▶ [CONSIGNES]
1. D'après Marie3933 dans le document, dans quel sens va le mouvement exprimé par « amener » ?
2. Reproduisez tel quel, s'il vous plaît, le passage du document allant de « La décision est » jusqu'à « à la faillite) ».

▶ [DOCUMENT]
════════════════
Ou alors c'est parce que le chemin se fait tout seul, sans quelqu'un pour accompagner.
J'ai été amenée à faire un choix. (c'est moi seule qui ai fait ce choix)
J'ai été menée en bateau (quelqu'un m'a manipulée du début jusqu'à la fin)
Je ne suis absolument pas sûre de l'explication, c'est juste mon intuition!


----------



## lenticule

Larousse a dit: "mener" peut utiliser comme "guider, diriger, entrainer vers.."..
par exemple:" Cette politique nous mènera à la faillite"
alors que "amener" est "avoir pour conséquences", "causer" "provoquer" par exemple "la grèle amène bien des dégats"

 si je veux dire " Ca m'amènera bien des ennuis" , est-ce correct d'exprimer comme "Ca me mènera à bien des ennuis” ? 

Je ne peux pas voir les différencesT_T


----------



## Kajeetah

Alors j'essaie encore, toujours avec mon intuition...

"Cette décision a *amené* Claudine à abréger..."
La décision est le point de départ, ensuite Claudine prend sa décision
"Cette politique nous *mènera* à la faillite."
Si on continue à faire cette politique (long processus, la politique en question est présente tout le long du chemin qui aboutit à la faillite)

 je n'essaie pas du tout t'établir une règle, juste d'expliquer comment je ressens la différence entre les deux exemples


----------



## Mariquilla81

Bonjour,

Bien que j´aie lu maintes et maintes fois les règles d´emploie de ces mots, je continue à les mélanger. Pourriez-vous m´indiquer si ces phrases sont correctes et si elles indiquent la même chose,svp?

- Je mène les enfants à l´école.
- J´amène les enfants à l´école.
- J´emmène les enfants à l´école.

Je profite aussi de ce message pour vous demander si le verbe Mener s´emploie aussi avec des personnes ou s´il faut l´éviter.

Merci d´avance.


----------



## Mariquilla81

Bonjour!

Dans mon livre, il y a la phrase: *mener *les enfants à l´école. Est-ce que ça se dit?? Parce que ça me semble assez bizarre car j´ai toujours lu et entendu "Emmener à l´école" et le verbe mener avec des phrases comme: mener quelqu´un à faire quelque chose.
Quelle est la différence de sens entre mener et emmener à l´école?? 

Merci d´avance.


----------



## Marie3933

Mariquilla81 said:


> Dans mon livre, il y a la phrase: *mener *les enfants à l´école. Est-ce que ça se dit??


Bien sûr 



> Quelle est la différence de sens entre mener et emmener à l´école??


Il y a une petite différence. *"Mener qqn"*, c'est faire aller qqn avec soi, le conduire en l'accompagnant, sans préciser le sens du mouvement. Tandis que *"emmener qqn"* (mener qqn avec soi en allant d'un lieu dans un autre) précise le sens du mouvement : d'ici, où se situe (physiquement ou mentalement) l'énonciateur, vers là-bas. (Pour *"amener"*, le mouvement est inverse : de là-bas vers ici - l'ici et là de l'énonciateur).
════════════════
▶ [LIGNES DE DONNÉES]
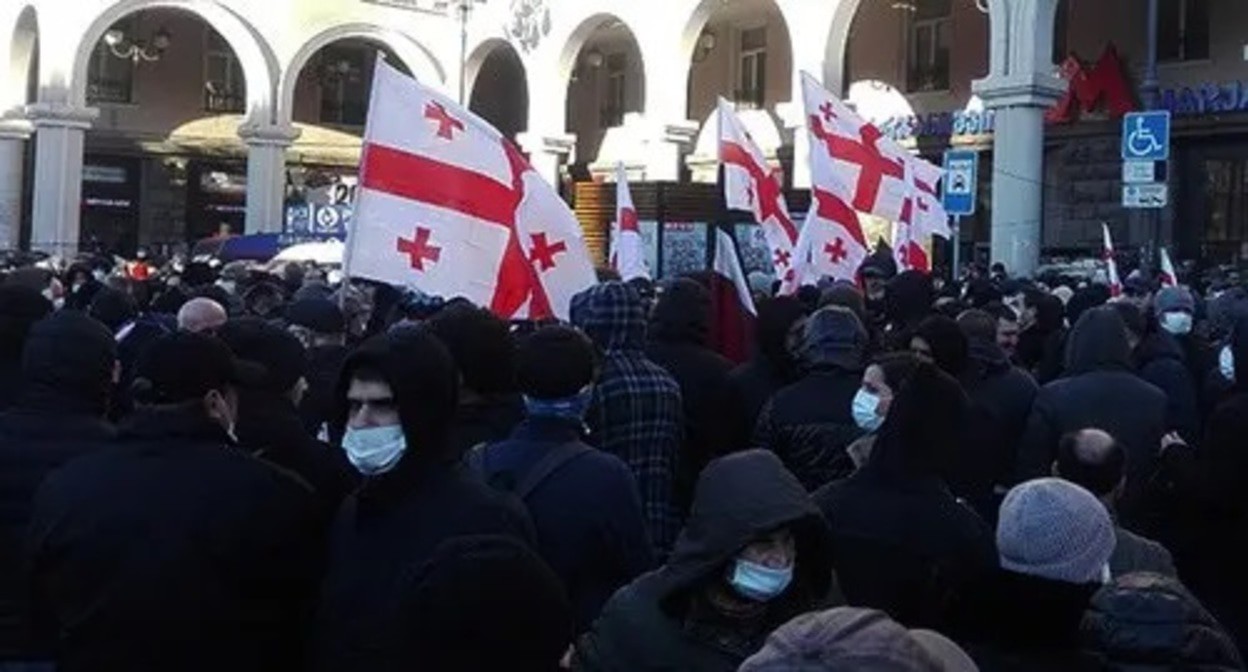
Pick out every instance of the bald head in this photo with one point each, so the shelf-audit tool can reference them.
(1091, 459)
(201, 315)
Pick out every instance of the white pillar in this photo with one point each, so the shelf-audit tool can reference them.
(266, 176)
(60, 131)
(547, 153)
(14, 134)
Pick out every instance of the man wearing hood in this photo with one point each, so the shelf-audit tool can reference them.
(69, 366)
(637, 412)
(396, 402)
(174, 548)
(1101, 391)
(754, 555)
(810, 422)
(678, 342)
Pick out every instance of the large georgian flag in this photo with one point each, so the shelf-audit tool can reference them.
(447, 205)
(754, 186)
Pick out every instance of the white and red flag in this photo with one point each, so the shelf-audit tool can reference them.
(447, 205)
(628, 247)
(1110, 262)
(1168, 277)
(751, 185)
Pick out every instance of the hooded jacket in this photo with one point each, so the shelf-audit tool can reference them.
(1102, 391)
(637, 412)
(394, 521)
(655, 623)
(678, 342)
(902, 542)
(810, 422)
(60, 416)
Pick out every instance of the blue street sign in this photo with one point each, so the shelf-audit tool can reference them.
(961, 181)
(1146, 136)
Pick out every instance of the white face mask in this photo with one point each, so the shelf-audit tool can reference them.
(375, 450)
(1177, 322)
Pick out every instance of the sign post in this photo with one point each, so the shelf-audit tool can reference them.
(961, 184)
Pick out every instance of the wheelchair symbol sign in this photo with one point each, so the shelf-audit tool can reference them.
(1146, 136)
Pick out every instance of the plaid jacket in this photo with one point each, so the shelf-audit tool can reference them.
(637, 409)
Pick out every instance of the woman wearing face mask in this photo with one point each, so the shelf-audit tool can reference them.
(754, 553)
(397, 396)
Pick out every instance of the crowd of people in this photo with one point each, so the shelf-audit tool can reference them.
(210, 467)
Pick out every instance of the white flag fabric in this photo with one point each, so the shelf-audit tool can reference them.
(751, 185)
(1110, 262)
(448, 205)
(628, 247)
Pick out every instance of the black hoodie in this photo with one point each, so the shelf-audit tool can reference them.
(394, 521)
(1102, 391)
(655, 622)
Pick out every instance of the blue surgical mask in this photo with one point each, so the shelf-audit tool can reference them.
(865, 405)
(1177, 322)
(375, 450)
(760, 582)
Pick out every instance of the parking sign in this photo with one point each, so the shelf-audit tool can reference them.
(961, 181)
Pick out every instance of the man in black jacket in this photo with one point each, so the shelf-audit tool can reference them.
(174, 548)
(69, 365)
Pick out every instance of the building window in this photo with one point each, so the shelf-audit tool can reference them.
(927, 53)
(751, 79)
(1183, 30)
(343, 86)
(109, 78)
(224, 84)
(617, 90)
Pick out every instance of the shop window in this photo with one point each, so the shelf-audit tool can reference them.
(224, 84)
(343, 85)
(1183, 30)
(617, 91)
(929, 46)
(751, 79)
(109, 78)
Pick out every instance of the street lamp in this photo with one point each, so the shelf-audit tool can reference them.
(139, 50)
(464, 9)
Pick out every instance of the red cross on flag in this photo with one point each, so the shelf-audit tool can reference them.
(850, 158)
(447, 205)
(754, 186)
(1111, 265)
(628, 247)
(1168, 277)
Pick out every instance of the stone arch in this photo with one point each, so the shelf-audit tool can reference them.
(256, 58)
(418, 60)
(23, 59)
(484, 61)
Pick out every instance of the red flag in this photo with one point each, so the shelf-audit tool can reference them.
(449, 206)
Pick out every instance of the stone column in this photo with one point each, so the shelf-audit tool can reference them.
(14, 134)
(547, 153)
(1018, 166)
(60, 131)
(266, 176)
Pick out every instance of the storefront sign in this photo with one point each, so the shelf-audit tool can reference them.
(1206, 99)
(939, 125)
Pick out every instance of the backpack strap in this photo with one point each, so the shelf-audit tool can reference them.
(550, 462)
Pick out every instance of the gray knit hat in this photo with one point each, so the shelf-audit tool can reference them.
(1055, 530)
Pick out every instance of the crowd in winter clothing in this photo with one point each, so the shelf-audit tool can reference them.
(231, 469)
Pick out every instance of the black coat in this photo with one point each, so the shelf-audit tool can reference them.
(1102, 391)
(660, 621)
(171, 551)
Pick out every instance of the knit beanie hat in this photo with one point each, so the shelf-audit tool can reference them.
(1056, 530)
(1173, 299)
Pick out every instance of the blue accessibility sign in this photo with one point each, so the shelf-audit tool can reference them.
(1146, 136)
(961, 180)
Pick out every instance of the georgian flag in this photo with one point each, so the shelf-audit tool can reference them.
(751, 185)
(449, 206)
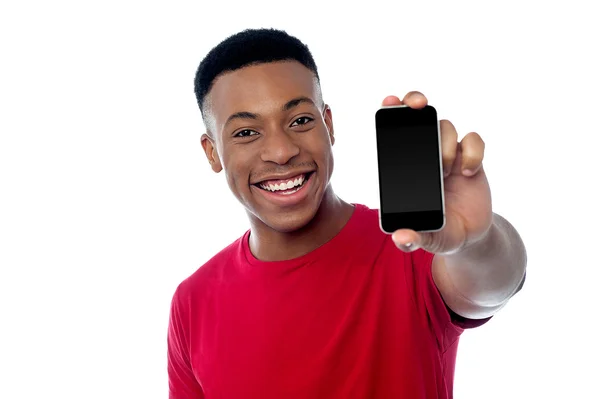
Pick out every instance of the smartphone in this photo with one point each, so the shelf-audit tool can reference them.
(411, 181)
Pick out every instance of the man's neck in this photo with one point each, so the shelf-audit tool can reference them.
(269, 245)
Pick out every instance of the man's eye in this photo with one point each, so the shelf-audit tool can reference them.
(245, 133)
(302, 120)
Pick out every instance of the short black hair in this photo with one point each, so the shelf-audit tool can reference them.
(249, 47)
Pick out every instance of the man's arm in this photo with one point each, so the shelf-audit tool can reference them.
(479, 279)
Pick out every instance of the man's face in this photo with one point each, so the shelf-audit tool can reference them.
(271, 134)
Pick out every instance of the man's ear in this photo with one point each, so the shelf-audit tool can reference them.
(211, 152)
(329, 123)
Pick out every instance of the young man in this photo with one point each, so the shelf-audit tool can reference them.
(314, 300)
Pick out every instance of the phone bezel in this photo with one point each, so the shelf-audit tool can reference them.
(392, 221)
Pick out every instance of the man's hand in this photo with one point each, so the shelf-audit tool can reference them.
(467, 192)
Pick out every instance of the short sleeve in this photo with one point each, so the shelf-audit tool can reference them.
(445, 324)
(182, 381)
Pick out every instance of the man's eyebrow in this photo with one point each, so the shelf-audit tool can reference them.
(286, 107)
(241, 115)
(297, 101)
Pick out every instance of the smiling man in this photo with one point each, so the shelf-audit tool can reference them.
(314, 300)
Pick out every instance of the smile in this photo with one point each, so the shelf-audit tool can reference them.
(285, 187)
(287, 192)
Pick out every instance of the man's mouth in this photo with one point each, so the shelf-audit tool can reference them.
(285, 186)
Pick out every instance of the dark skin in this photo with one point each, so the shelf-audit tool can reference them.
(269, 121)
(269, 139)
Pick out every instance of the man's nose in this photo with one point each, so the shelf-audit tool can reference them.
(279, 147)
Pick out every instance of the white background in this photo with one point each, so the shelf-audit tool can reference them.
(107, 201)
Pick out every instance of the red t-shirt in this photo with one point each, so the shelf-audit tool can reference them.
(355, 318)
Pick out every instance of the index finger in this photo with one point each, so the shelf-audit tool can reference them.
(413, 99)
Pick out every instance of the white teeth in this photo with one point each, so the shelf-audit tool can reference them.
(284, 186)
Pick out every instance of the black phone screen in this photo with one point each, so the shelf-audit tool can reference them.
(410, 180)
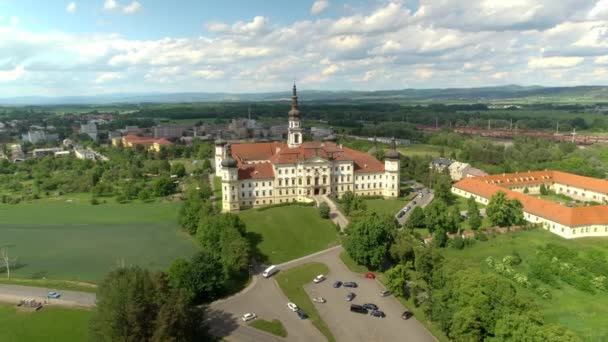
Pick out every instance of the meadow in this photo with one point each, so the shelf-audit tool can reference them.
(289, 232)
(581, 312)
(47, 324)
(83, 242)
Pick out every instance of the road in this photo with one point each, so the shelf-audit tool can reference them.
(427, 197)
(14, 293)
(265, 298)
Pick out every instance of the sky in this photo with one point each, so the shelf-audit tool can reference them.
(94, 47)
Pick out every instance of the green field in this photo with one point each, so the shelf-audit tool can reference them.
(581, 312)
(292, 283)
(274, 327)
(83, 242)
(286, 233)
(47, 324)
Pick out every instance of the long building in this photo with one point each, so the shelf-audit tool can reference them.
(265, 173)
(561, 219)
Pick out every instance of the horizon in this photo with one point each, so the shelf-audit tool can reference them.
(102, 47)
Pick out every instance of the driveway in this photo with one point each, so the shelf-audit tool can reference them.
(14, 293)
(427, 197)
(265, 298)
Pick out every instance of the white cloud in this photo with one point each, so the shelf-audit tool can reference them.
(71, 7)
(133, 7)
(319, 6)
(554, 62)
(12, 75)
(110, 4)
(107, 77)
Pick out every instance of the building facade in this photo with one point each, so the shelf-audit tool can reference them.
(566, 220)
(266, 173)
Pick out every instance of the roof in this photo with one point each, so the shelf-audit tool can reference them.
(271, 153)
(572, 217)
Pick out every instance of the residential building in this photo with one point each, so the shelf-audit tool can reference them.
(562, 219)
(265, 173)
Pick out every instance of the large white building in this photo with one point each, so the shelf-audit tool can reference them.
(258, 174)
(561, 219)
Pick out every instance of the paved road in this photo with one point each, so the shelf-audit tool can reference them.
(14, 293)
(427, 197)
(265, 298)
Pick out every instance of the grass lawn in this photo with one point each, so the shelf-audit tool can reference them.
(583, 313)
(47, 324)
(286, 233)
(274, 327)
(83, 242)
(292, 283)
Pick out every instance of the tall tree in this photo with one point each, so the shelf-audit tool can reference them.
(369, 239)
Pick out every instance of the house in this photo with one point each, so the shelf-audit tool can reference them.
(566, 221)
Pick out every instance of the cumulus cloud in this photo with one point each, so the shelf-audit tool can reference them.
(71, 7)
(319, 6)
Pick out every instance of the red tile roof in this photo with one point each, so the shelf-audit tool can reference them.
(279, 153)
(571, 217)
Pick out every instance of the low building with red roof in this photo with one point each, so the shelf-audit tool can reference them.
(562, 219)
(266, 173)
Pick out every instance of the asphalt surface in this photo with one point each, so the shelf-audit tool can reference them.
(264, 298)
(427, 197)
(14, 293)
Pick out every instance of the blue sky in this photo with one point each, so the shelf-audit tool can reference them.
(57, 48)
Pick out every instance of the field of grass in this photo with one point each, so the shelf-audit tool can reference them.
(292, 283)
(47, 324)
(583, 313)
(286, 233)
(274, 327)
(83, 242)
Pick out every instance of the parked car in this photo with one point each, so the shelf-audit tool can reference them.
(319, 300)
(377, 313)
(54, 295)
(370, 306)
(292, 307)
(302, 314)
(407, 314)
(319, 279)
(358, 309)
(249, 316)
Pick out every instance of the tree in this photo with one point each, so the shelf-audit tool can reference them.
(503, 212)
(416, 219)
(324, 210)
(473, 214)
(369, 238)
(396, 279)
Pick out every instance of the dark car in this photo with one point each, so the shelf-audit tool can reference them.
(358, 309)
(302, 314)
(407, 314)
(370, 306)
(377, 313)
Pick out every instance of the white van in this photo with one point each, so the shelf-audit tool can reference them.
(270, 271)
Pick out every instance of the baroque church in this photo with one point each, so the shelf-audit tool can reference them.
(266, 173)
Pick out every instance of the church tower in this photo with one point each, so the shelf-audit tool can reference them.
(294, 131)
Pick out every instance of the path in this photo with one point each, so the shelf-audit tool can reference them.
(14, 293)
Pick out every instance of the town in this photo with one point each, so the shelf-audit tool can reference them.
(318, 171)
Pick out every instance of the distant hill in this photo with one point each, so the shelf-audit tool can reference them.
(484, 94)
════════════════
▶ [RÉPONSES DANS L'ORDRE]
1. De là-bas vers ici, l'ici et le là étant ceux de l'énonciateur.

2.
La décision est le point de départ, ensuite Claudine prend sa décision
"Cette politique nous *mènera* à la faillite."
Si on continue à faire cette politique (long processus, la politique en question est présente tout le long du chemin qui aboutit à la faillite)